### Problem requirements
State how many lines in the data below contain the string "wing", counting only matches in the same case. Give the number and nothing else.

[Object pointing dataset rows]
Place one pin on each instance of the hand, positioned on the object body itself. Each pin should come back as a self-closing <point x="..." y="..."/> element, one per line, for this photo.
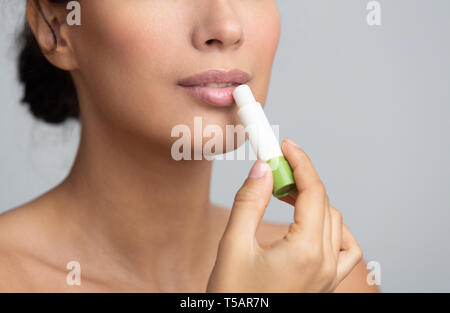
<point x="316" y="254"/>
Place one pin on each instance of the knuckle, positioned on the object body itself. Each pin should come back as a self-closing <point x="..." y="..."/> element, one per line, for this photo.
<point x="329" y="271"/>
<point x="246" y="195"/>
<point x="318" y="189"/>
<point x="358" y="254"/>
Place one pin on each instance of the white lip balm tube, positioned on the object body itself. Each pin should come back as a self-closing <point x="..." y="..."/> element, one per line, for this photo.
<point x="263" y="140"/>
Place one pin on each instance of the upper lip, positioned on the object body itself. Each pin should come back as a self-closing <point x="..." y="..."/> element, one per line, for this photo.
<point x="216" y="76"/>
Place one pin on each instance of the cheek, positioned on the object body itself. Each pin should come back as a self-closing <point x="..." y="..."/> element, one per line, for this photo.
<point x="124" y="53"/>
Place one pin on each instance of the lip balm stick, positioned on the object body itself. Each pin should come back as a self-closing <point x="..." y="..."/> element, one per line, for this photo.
<point x="263" y="140"/>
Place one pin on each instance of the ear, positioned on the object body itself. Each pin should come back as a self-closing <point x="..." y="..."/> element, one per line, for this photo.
<point x="48" y="24"/>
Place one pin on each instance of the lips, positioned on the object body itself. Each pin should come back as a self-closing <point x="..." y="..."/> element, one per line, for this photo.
<point x="215" y="87"/>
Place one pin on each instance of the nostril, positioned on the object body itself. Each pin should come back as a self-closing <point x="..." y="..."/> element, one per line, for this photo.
<point x="211" y="41"/>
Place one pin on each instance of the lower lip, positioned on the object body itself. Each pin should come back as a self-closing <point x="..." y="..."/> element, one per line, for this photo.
<point x="218" y="97"/>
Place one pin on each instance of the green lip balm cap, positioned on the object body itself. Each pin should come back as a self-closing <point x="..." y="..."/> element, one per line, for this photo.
<point x="283" y="179"/>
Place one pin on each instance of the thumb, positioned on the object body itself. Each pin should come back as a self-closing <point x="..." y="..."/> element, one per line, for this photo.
<point x="250" y="203"/>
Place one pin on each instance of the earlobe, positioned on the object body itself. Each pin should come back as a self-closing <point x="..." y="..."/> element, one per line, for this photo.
<point x="46" y="24"/>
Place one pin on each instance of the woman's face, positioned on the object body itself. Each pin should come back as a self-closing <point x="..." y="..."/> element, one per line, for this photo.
<point x="132" y="55"/>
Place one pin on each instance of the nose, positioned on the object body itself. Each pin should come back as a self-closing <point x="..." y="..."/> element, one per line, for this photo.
<point x="219" y="27"/>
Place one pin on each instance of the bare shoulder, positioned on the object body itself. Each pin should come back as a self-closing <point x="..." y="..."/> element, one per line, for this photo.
<point x="269" y="232"/>
<point x="20" y="237"/>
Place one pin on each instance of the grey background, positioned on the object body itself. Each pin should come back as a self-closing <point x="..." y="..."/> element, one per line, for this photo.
<point x="370" y="105"/>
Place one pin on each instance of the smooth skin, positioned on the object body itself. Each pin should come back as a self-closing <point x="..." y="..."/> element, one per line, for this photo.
<point x="133" y="217"/>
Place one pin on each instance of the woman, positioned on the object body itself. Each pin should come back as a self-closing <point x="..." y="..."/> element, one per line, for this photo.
<point x="132" y="217"/>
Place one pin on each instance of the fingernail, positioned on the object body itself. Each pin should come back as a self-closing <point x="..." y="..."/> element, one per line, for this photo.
<point x="291" y="142"/>
<point x="258" y="169"/>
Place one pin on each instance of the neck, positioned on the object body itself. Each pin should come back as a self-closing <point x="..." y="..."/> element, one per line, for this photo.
<point x="132" y="198"/>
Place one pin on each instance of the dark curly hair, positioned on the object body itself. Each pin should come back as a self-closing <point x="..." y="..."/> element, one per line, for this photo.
<point x="48" y="91"/>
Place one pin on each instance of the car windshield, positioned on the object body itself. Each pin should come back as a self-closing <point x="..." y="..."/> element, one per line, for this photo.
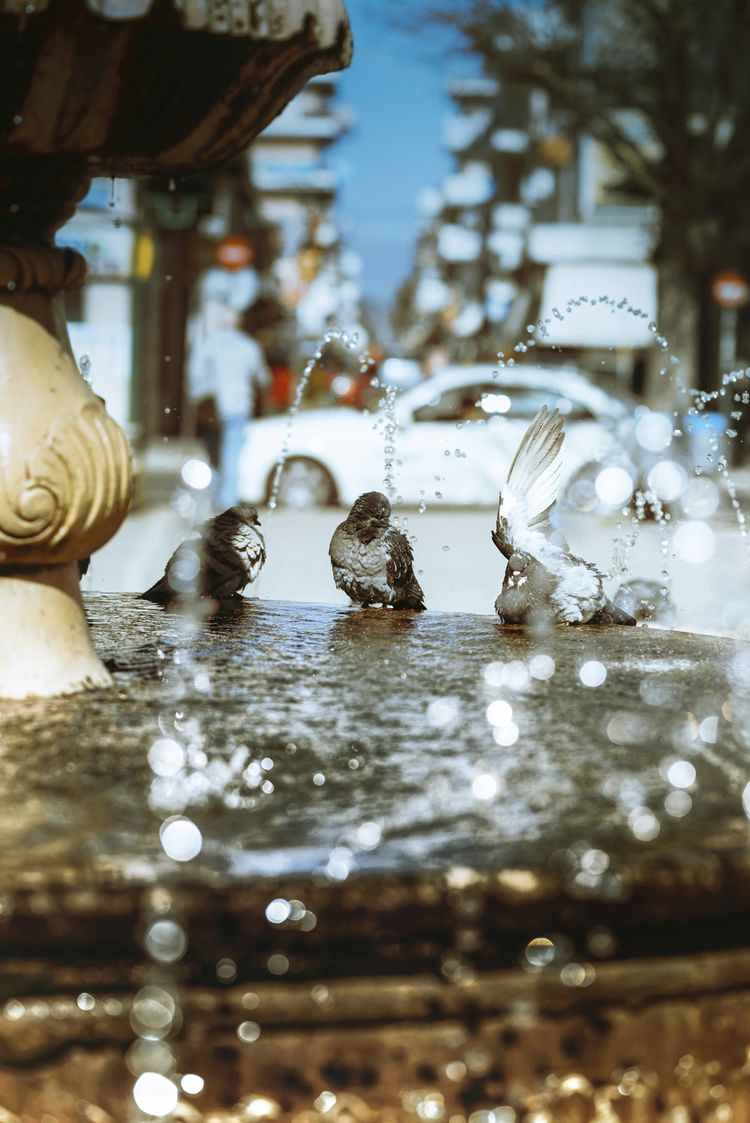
<point x="481" y="401"/>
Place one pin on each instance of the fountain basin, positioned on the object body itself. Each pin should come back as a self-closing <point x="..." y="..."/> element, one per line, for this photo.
<point x="343" y="759"/>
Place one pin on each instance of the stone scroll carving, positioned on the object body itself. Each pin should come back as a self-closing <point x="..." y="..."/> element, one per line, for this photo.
<point x="73" y="493"/>
<point x="65" y="476"/>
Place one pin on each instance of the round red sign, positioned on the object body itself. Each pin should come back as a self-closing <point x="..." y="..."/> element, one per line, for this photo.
<point x="235" y="252"/>
<point x="730" y="289"/>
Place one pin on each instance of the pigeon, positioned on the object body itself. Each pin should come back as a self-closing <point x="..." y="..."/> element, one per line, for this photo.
<point x="542" y="577"/>
<point x="372" y="560"/>
<point x="219" y="559"/>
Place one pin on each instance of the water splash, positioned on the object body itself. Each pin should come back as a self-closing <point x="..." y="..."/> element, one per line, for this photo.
<point x="349" y="341"/>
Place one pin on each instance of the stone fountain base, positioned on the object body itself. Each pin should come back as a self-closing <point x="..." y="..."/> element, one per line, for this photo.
<point x="459" y="927"/>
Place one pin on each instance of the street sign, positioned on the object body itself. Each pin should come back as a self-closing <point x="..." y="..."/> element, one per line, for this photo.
<point x="235" y="252"/>
<point x="730" y="289"/>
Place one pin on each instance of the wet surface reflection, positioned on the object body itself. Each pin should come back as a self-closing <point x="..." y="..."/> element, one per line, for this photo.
<point x="307" y="739"/>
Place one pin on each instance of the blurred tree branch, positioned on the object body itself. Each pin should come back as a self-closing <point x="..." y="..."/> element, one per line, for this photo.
<point x="664" y="85"/>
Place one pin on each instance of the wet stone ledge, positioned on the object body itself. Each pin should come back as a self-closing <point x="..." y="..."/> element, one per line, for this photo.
<point x="470" y="924"/>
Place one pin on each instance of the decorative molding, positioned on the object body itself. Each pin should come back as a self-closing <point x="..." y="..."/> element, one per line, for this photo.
<point x="255" y="19"/>
<point x="74" y="492"/>
<point x="42" y="268"/>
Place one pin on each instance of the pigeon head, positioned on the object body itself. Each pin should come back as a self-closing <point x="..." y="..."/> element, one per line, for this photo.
<point x="519" y="563"/>
<point x="246" y="513"/>
<point x="372" y="507"/>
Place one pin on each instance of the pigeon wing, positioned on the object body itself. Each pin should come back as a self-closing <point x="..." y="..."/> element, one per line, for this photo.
<point x="530" y="492"/>
<point x="399" y="568"/>
<point x="400" y="572"/>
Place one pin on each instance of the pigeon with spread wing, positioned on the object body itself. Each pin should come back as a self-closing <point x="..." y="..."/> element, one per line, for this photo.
<point x="543" y="580"/>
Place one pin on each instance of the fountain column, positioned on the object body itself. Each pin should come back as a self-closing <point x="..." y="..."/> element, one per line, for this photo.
<point x="65" y="476"/>
<point x="100" y="88"/>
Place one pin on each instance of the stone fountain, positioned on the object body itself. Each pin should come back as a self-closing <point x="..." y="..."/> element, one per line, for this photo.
<point x="102" y="88"/>
<point x="294" y="866"/>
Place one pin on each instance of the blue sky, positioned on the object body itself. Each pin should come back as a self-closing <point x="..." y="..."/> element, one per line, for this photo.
<point x="394" y="85"/>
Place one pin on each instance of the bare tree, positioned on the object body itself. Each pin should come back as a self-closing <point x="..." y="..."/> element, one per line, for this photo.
<point x="682" y="67"/>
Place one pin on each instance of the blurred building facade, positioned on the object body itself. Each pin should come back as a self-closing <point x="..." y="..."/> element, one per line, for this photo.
<point x="258" y="235"/>
<point x="528" y="222"/>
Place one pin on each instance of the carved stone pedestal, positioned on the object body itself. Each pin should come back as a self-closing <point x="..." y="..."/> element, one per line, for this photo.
<point x="91" y="88"/>
<point x="65" y="476"/>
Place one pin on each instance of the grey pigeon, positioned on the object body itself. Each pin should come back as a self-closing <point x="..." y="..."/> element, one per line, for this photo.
<point x="542" y="577"/>
<point x="372" y="560"/>
<point x="219" y="559"/>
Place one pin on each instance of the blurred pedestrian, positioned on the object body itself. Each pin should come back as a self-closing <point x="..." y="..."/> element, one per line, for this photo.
<point x="227" y="365"/>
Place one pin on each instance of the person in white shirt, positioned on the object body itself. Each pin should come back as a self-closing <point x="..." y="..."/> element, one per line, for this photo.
<point x="229" y="365"/>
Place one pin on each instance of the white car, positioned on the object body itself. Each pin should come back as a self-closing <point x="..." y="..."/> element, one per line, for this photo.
<point x="454" y="438"/>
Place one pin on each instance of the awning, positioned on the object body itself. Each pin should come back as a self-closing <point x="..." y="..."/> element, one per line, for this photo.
<point x="618" y="302"/>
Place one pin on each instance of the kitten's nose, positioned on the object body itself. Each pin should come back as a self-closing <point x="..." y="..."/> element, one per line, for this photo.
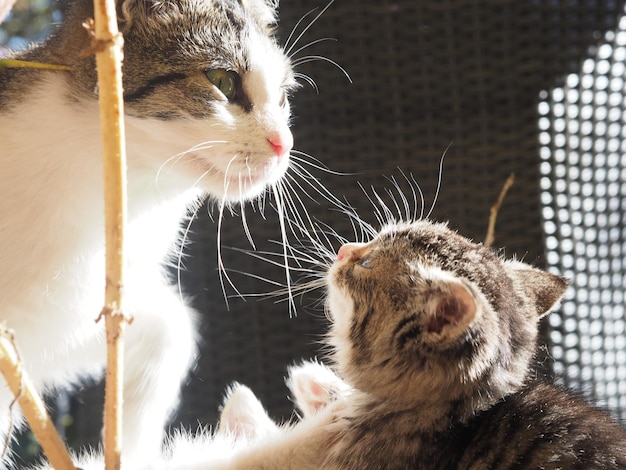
<point x="281" y="142"/>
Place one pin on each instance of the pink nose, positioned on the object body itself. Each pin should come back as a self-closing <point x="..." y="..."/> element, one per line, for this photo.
<point x="345" y="251"/>
<point x="282" y="143"/>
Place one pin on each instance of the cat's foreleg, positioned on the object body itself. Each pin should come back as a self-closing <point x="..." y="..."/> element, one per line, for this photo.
<point x="158" y="349"/>
<point x="313" y="386"/>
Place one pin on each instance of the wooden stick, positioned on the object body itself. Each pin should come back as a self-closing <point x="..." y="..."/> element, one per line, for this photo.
<point x="107" y="44"/>
<point x="493" y="213"/>
<point x="31" y="404"/>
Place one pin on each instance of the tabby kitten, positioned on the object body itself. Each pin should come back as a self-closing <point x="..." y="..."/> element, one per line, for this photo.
<point x="206" y="101"/>
<point x="434" y="335"/>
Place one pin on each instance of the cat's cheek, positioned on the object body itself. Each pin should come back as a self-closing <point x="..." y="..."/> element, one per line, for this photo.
<point x="340" y="306"/>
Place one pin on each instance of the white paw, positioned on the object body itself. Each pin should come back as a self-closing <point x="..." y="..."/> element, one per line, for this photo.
<point x="243" y="415"/>
<point x="314" y="386"/>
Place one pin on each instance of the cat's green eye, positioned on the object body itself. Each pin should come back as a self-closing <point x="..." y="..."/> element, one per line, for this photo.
<point x="225" y="81"/>
<point x="367" y="262"/>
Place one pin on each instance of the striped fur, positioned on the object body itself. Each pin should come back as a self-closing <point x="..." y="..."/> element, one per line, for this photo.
<point x="436" y="335"/>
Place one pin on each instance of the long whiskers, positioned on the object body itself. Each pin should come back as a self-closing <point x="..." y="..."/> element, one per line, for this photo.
<point x="288" y="48"/>
<point x="314" y="58"/>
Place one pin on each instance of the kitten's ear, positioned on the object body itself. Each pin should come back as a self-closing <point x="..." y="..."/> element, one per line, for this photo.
<point x="544" y="288"/>
<point x="264" y="11"/>
<point x="451" y="309"/>
<point x="243" y="415"/>
<point x="127" y="10"/>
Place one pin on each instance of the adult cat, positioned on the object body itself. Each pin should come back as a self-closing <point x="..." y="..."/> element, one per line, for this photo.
<point x="206" y="111"/>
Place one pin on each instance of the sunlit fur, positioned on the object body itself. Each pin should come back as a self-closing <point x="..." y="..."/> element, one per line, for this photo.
<point x="184" y="140"/>
<point x="434" y="336"/>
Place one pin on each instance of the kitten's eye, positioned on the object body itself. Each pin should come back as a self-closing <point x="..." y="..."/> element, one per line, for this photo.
<point x="225" y="80"/>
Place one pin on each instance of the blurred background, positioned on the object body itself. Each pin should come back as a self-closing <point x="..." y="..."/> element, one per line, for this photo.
<point x="535" y="88"/>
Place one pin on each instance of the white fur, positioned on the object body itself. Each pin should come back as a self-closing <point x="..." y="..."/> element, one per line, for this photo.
<point x="246" y="437"/>
<point x="52" y="235"/>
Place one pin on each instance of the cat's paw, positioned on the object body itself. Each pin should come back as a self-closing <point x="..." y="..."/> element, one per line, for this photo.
<point x="313" y="386"/>
<point x="243" y="415"/>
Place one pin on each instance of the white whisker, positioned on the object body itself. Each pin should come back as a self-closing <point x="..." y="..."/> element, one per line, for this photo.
<point x="314" y="58"/>
<point x="281" y="220"/>
<point x="310" y="44"/>
<point x="306" y="28"/>
<point x="309" y="80"/>
<point x="439" y="180"/>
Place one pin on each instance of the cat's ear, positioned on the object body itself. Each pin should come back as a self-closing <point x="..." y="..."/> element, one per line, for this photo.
<point x="127" y="10"/>
<point x="140" y="11"/>
<point x="243" y="415"/>
<point x="451" y="308"/>
<point x="264" y="11"/>
<point x="544" y="288"/>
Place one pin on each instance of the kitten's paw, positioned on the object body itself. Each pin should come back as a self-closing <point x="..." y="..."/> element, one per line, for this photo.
<point x="243" y="415"/>
<point x="314" y="386"/>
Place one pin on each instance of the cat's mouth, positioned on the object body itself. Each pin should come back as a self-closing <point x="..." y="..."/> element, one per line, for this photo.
<point x="250" y="181"/>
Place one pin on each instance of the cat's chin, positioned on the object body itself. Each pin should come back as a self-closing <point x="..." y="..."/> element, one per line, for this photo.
<point x="245" y="185"/>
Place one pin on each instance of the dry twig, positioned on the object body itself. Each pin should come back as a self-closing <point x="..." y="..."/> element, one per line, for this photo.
<point x="493" y="213"/>
<point x="107" y="45"/>
<point x="31" y="404"/>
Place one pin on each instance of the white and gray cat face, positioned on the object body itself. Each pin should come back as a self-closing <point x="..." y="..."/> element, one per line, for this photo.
<point x="205" y="89"/>
<point x="421" y="311"/>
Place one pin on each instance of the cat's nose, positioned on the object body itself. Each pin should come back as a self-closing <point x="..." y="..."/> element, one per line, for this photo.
<point x="345" y="252"/>
<point x="281" y="142"/>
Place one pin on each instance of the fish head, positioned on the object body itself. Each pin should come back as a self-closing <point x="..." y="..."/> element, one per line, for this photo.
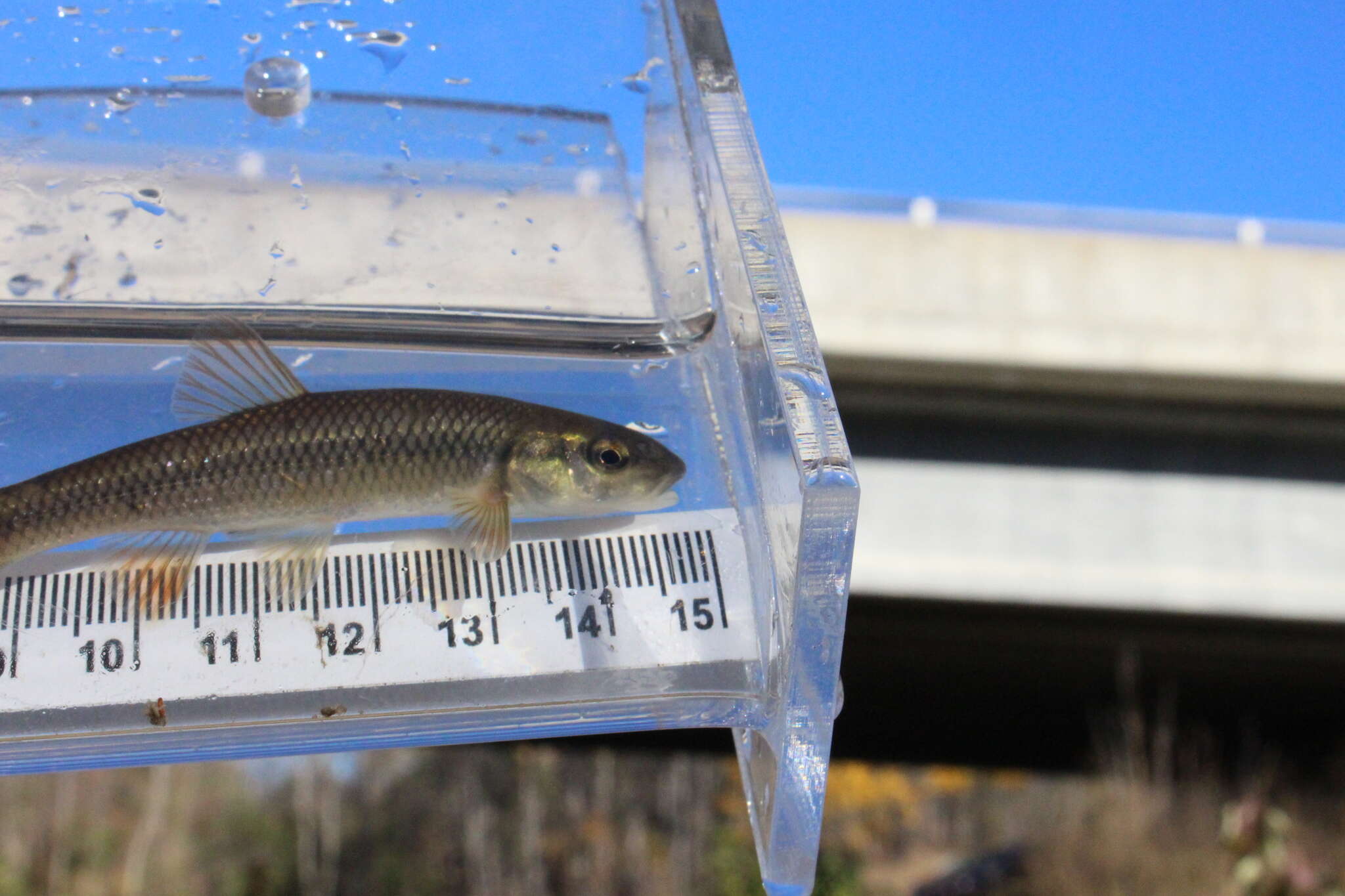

### Exercise result
2